▸ GIVEN PROBLEM: Set down each line of the data below exactly as it stands, dropping the pictures.

▸ MATERIALS PROVIDED:
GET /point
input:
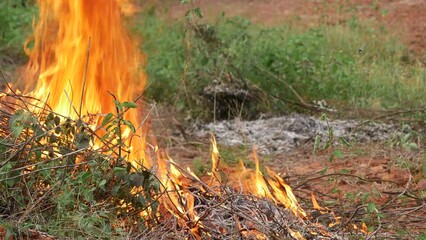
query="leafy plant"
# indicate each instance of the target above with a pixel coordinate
(52, 179)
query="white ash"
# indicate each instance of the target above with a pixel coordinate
(279, 134)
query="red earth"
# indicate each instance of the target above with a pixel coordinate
(377, 172)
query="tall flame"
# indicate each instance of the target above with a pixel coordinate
(77, 78)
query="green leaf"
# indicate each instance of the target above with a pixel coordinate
(102, 184)
(338, 153)
(198, 12)
(82, 140)
(85, 176)
(107, 119)
(129, 105)
(371, 207)
(130, 125)
(118, 105)
(115, 190)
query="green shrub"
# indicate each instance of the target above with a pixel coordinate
(355, 64)
(15, 22)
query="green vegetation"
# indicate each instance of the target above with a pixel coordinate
(46, 187)
(52, 180)
(355, 64)
(15, 22)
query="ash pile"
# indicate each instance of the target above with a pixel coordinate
(281, 134)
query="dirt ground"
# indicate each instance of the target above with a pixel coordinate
(406, 17)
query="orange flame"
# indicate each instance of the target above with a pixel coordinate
(82, 55)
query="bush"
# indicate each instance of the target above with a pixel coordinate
(15, 19)
(355, 64)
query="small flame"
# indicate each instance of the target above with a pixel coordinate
(82, 55)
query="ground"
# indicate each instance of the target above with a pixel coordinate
(405, 17)
(385, 174)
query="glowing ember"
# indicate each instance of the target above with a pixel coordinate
(76, 78)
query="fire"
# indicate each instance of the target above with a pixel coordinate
(81, 56)
(82, 59)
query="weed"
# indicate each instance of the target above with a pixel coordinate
(355, 64)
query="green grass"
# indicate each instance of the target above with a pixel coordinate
(356, 64)
(15, 22)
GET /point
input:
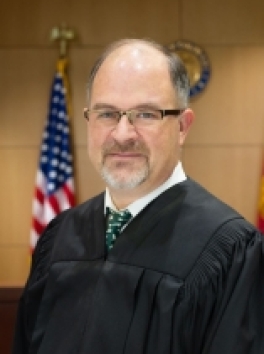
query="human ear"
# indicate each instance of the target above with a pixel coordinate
(185, 122)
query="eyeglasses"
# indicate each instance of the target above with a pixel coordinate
(136, 117)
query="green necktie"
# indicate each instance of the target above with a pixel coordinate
(116, 220)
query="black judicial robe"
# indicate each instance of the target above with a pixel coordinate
(185, 277)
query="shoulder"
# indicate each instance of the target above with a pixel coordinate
(42, 254)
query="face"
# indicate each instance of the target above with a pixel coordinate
(135, 160)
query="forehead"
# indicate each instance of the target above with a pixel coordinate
(133, 72)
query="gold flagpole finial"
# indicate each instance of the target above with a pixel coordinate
(62, 35)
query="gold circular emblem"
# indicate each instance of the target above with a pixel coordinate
(196, 62)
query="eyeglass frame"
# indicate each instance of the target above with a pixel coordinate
(164, 112)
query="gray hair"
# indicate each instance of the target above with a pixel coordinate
(177, 70)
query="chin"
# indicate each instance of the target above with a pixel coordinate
(124, 182)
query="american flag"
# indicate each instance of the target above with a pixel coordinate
(54, 189)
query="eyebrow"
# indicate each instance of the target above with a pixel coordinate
(101, 105)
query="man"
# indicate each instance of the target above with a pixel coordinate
(186, 274)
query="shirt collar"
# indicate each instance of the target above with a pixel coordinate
(177, 176)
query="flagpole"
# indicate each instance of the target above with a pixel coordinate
(63, 35)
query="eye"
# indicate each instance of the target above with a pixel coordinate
(106, 114)
(147, 115)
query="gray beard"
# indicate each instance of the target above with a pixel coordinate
(134, 180)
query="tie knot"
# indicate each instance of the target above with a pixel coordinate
(116, 220)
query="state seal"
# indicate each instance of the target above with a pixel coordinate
(196, 62)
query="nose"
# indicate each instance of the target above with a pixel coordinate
(124, 130)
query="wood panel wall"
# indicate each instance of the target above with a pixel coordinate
(224, 149)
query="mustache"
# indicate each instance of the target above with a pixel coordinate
(129, 146)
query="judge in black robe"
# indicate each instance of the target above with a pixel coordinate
(186, 275)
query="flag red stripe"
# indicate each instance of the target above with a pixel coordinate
(54, 204)
(39, 195)
(69, 194)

▸ TASK SOLUTION:
GET /point
input:
query="leafy plant"
# indicate each instance of the target above with a pixel coordinate
(52, 179)
query="white ash"
# indicate each instance of the target above with a pixel coordinate
(279, 134)
query="red earth"
# indicate each instance of the target above with a pixel coordinate
(377, 172)
query="tall flame"
# indicate each instance of the target above with a pixel coordinate
(77, 78)
query="green leaf"
# indicate each instance of the target above with a pixel coordinate
(102, 184)
(338, 153)
(198, 12)
(82, 140)
(85, 176)
(107, 119)
(129, 105)
(371, 207)
(130, 125)
(118, 105)
(115, 190)
query="green shrub"
# indicate each instance of the target above with a pixel coordinate
(355, 64)
(15, 22)
query="green vegetation"
# indicate each instance of the target above with a pixel coordinate
(46, 187)
(52, 180)
(355, 64)
(15, 22)
query="ash pile"
# indicate each instance of the target above with a pixel coordinate
(281, 134)
query="dirt ground"
# indicate each instance of the target above with a pixel coordinate
(406, 17)
query="orange flame"
# indicate each instance of the target above with a pixel coordinate
(82, 55)
query="bush"
# indicate each instance of the target above with a pixel coordinate
(15, 19)
(355, 64)
query="small flame"
# indicate each instance of the target above with a pixel coordinate
(82, 55)
query="ground"
# indicate each instance of the target above with a pixel coordinate
(405, 17)
(385, 174)
query="glowing ember"
# indicate each instance of the target above with a pixel coordinate
(76, 78)
query="fire"
# indicate each instance of the target above with a pixel coordinate
(81, 56)
(82, 59)
query="weed"
# indicate each instance of the target above with a pixel coordinate
(355, 64)
query="green grass"
# indicate each instance of the target above with a pixel coordinate
(356, 64)
(15, 22)
GET /point
input:
query="human ear"
# indicate each instance of the target above with a pixel coordinate
(185, 122)
query="eyeglasses"
# indicate each instance of the target above with a pixel coordinate
(136, 117)
query="green necktie"
# indicate each instance of the target above with a pixel coordinate
(116, 220)
query="black judicial robe"
# indicate each instance of the target above with a pixel coordinate
(185, 277)
query="shoulder"
# indicate each instance of the target above with a pixel coordinate
(42, 254)
query="face"
# indicate each instance of the target above with a pixel coordinate
(135, 160)
query="forehead"
# indicate each instance of the target above with a pixel coordinate
(133, 72)
query="gold flagpole finial"
# indicate each instance of the target above with a pixel coordinate
(62, 35)
query="gold circular emblem"
# indicate each instance of the target above with a pixel coordinate
(196, 62)
query="eyeglass frame"
# indicate each instance of the target above with a pixel coordinate
(164, 112)
query="gray hair"
# indicate each instance of the target above with a pixel coordinate
(177, 70)
query="chin"
# indicate each instance of the target above with a pixel coordinate
(124, 182)
query="american flag"
# indicate each instance of the target above with a pixel coordinate
(54, 189)
query="eyebrow"
# indicate each instance of the target above with a pixel coordinate
(101, 105)
query="man"
# indicate each instance of the target above with a pixel coordinate
(186, 274)
query="shirt collar"
# indicate each instance of the target above with a pixel coordinate
(177, 176)
query="flagpole"
# indicate each instance of the target above with a pixel coordinate
(63, 35)
query="eye"
# indicate each instance of the target above with a pixel coordinate
(106, 114)
(147, 115)
query="gray beard"
# indicate each instance of the target above with a pixel coordinate
(134, 180)
query="tie knot"
# indicate each instance of the target above with a pixel coordinate
(116, 220)
query="state seal"
# indicate each instance of the target above with a pixel coordinate
(196, 62)
query="nose"
# indicate each instance of the target above with a pixel coordinate
(124, 130)
query="wood panel wall"
# indicate each instance of the target above with a pixel coordinate
(224, 149)
query="mustache"
# indicate each instance of the target above with a pixel coordinate
(129, 146)
query="judge in black robe"
# indicate each instance of the target above with a pixel coordinate
(186, 275)
query="flag red stripe"
# indicate each instance of the target above with a pixel coordinate
(54, 204)
(39, 195)
(69, 194)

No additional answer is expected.